[Stored items from a collection]
+===+
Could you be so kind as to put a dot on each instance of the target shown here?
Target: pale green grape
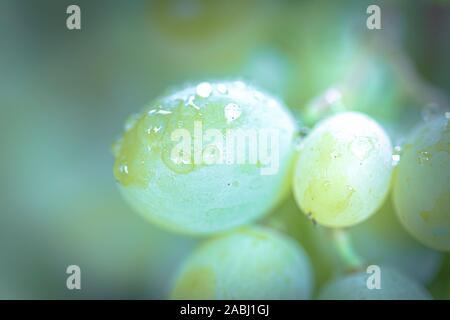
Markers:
(344, 170)
(394, 286)
(251, 263)
(201, 189)
(382, 239)
(422, 184)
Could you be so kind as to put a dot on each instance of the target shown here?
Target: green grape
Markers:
(394, 286)
(315, 239)
(382, 239)
(344, 170)
(422, 184)
(440, 287)
(251, 263)
(200, 190)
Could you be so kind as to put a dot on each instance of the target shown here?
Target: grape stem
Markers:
(345, 250)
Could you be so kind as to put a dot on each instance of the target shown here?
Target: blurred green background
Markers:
(64, 96)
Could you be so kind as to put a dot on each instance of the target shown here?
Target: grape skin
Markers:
(202, 199)
(394, 286)
(251, 263)
(422, 184)
(343, 171)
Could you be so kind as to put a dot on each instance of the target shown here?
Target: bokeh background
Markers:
(64, 96)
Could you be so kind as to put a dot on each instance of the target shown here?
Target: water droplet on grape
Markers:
(204, 89)
(361, 147)
(191, 103)
(131, 121)
(423, 156)
(232, 112)
(395, 159)
(123, 168)
(222, 88)
(240, 85)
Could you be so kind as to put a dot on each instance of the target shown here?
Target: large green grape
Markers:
(393, 286)
(344, 170)
(251, 263)
(211, 185)
(422, 184)
(381, 239)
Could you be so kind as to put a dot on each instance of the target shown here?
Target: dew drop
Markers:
(423, 156)
(272, 103)
(131, 121)
(232, 112)
(191, 103)
(395, 159)
(123, 168)
(204, 89)
(361, 147)
(222, 88)
(240, 85)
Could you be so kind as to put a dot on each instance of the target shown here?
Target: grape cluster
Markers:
(342, 172)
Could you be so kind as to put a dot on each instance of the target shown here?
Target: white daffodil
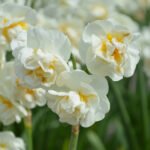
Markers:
(107, 49)
(10, 110)
(8, 141)
(13, 20)
(43, 58)
(79, 98)
(30, 98)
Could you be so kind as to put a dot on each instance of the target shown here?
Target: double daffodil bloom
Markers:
(14, 19)
(43, 58)
(108, 49)
(79, 98)
(8, 141)
(10, 110)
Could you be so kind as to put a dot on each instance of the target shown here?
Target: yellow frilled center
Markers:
(5, 30)
(25, 89)
(119, 38)
(85, 98)
(3, 146)
(39, 72)
(71, 32)
(6, 102)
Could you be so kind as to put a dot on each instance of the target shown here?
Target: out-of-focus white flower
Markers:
(13, 20)
(132, 6)
(20, 2)
(8, 141)
(144, 44)
(125, 21)
(30, 97)
(79, 98)
(108, 49)
(10, 109)
(65, 21)
(40, 62)
(96, 9)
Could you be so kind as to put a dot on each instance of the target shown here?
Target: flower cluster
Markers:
(48, 44)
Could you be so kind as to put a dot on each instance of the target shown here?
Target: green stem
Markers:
(74, 138)
(125, 118)
(1, 127)
(144, 109)
(28, 127)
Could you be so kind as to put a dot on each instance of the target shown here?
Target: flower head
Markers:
(108, 49)
(43, 58)
(10, 110)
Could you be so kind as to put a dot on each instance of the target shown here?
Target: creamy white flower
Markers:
(13, 20)
(20, 2)
(79, 98)
(8, 141)
(10, 110)
(40, 62)
(108, 49)
(65, 21)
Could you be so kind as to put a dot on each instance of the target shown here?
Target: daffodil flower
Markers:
(108, 49)
(14, 19)
(8, 141)
(10, 110)
(43, 58)
(79, 98)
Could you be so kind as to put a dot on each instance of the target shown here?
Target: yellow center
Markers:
(119, 38)
(85, 98)
(100, 11)
(5, 30)
(6, 102)
(25, 89)
(39, 73)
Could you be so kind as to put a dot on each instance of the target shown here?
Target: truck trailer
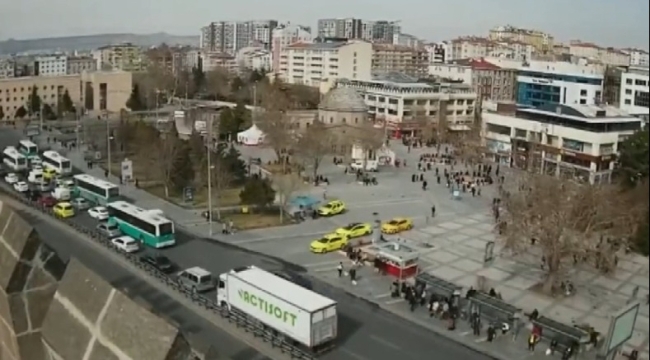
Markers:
(299, 314)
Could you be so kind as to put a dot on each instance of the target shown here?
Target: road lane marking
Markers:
(384, 342)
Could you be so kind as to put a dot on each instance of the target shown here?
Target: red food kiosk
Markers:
(398, 260)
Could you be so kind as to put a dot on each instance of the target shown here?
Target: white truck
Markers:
(299, 314)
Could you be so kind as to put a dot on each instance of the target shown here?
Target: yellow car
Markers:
(355, 230)
(396, 225)
(63, 210)
(329, 242)
(333, 207)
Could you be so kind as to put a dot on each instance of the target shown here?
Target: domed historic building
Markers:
(342, 109)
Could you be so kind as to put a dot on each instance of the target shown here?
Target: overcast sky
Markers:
(607, 22)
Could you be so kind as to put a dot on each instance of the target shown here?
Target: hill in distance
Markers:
(90, 42)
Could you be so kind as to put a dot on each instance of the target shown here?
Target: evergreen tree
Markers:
(257, 192)
(134, 103)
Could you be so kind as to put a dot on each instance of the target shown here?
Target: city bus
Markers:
(143, 225)
(53, 160)
(14, 159)
(95, 190)
(28, 148)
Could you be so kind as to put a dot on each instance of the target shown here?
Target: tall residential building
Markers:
(126, 57)
(380, 31)
(541, 41)
(51, 65)
(285, 35)
(593, 52)
(412, 61)
(318, 62)
(634, 92)
(232, 36)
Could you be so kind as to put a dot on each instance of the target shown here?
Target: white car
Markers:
(21, 186)
(126, 244)
(11, 178)
(99, 212)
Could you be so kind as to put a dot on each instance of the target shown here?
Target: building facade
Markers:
(634, 92)
(96, 92)
(541, 41)
(578, 141)
(283, 36)
(52, 65)
(398, 103)
(313, 63)
(412, 61)
(79, 64)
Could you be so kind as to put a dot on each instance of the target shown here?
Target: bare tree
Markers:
(313, 145)
(565, 222)
(285, 187)
(277, 127)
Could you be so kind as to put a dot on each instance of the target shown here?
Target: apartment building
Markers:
(398, 100)
(381, 31)
(231, 36)
(477, 47)
(638, 57)
(285, 35)
(590, 51)
(489, 81)
(327, 60)
(412, 61)
(125, 57)
(96, 92)
(579, 141)
(541, 41)
(634, 97)
(51, 65)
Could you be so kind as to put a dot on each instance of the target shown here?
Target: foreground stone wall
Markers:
(90, 320)
(29, 273)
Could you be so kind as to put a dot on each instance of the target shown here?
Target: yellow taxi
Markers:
(63, 210)
(329, 242)
(333, 207)
(49, 174)
(355, 230)
(396, 225)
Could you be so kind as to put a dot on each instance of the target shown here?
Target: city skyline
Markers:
(578, 19)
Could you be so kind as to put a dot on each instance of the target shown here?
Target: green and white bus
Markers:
(28, 148)
(95, 190)
(148, 227)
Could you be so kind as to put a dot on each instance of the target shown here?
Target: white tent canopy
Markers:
(251, 136)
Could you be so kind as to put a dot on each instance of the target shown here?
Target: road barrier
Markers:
(239, 319)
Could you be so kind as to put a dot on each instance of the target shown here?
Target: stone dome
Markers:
(343, 99)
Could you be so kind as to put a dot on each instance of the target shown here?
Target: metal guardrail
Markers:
(236, 318)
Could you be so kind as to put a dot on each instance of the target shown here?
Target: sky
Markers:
(620, 23)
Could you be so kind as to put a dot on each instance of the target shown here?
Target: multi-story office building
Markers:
(125, 57)
(96, 92)
(638, 57)
(285, 35)
(79, 64)
(327, 60)
(51, 65)
(398, 101)
(579, 141)
(541, 41)
(634, 97)
(380, 31)
(231, 36)
(489, 81)
(412, 61)
(608, 56)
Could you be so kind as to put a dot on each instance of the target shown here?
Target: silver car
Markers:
(80, 203)
(109, 230)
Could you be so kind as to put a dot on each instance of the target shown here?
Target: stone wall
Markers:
(29, 272)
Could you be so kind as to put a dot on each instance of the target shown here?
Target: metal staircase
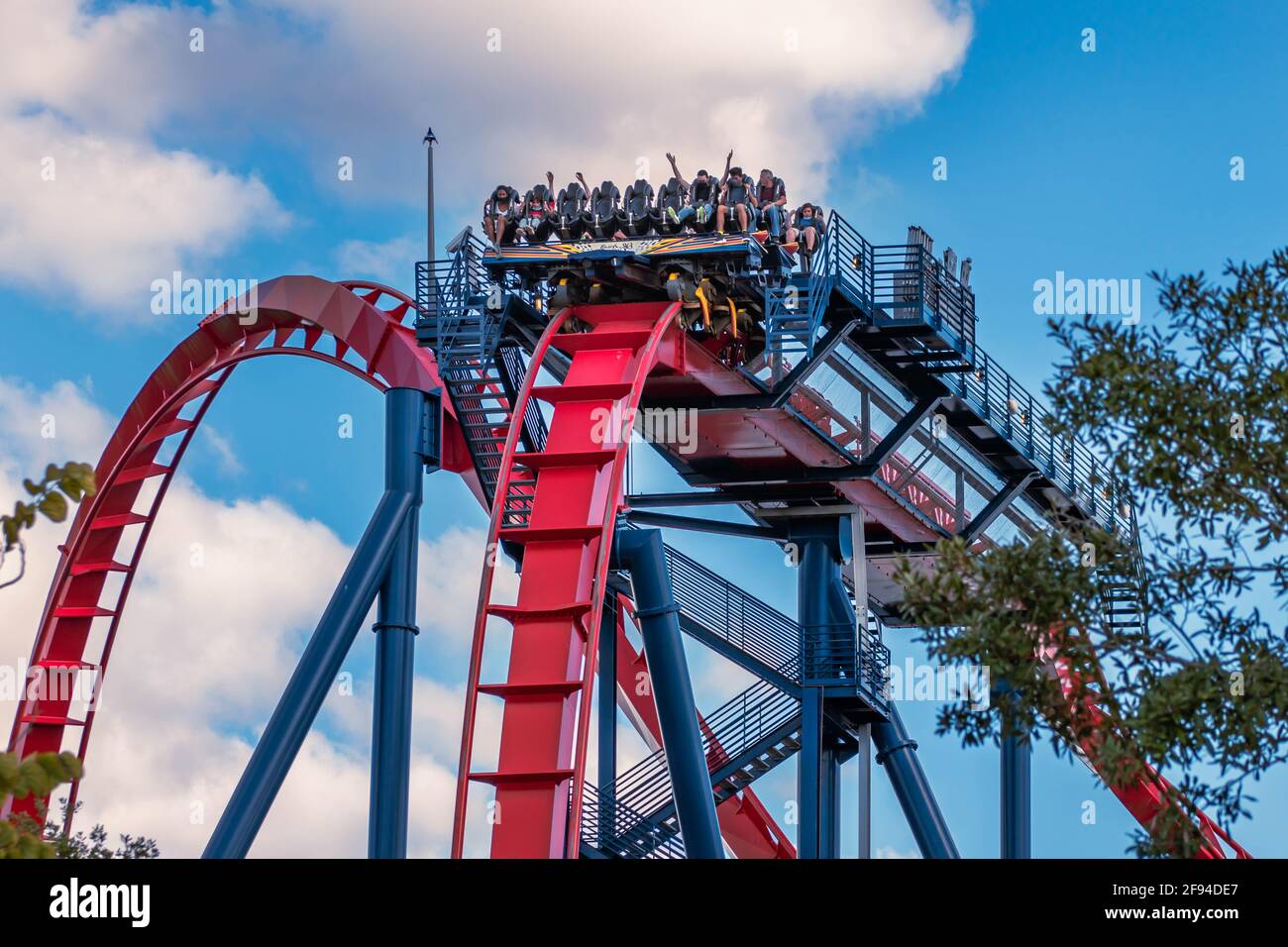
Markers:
(743, 740)
(794, 316)
(463, 320)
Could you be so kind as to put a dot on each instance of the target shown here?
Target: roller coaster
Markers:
(846, 411)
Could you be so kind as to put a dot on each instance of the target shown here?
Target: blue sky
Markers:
(1106, 163)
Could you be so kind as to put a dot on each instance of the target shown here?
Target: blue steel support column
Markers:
(640, 552)
(812, 592)
(308, 686)
(606, 714)
(897, 751)
(395, 631)
(1017, 785)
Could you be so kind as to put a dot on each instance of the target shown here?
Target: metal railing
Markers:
(1014, 414)
(902, 281)
(728, 733)
(728, 612)
(618, 830)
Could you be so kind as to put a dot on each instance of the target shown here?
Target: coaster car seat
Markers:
(571, 211)
(605, 210)
(670, 195)
(536, 217)
(639, 208)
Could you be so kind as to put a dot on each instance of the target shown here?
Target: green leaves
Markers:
(37, 775)
(51, 497)
(1193, 411)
+===+
The request
Pull out every line in the rows above that contains the word "city".

Expected output
Target: city bus
Target: city skyline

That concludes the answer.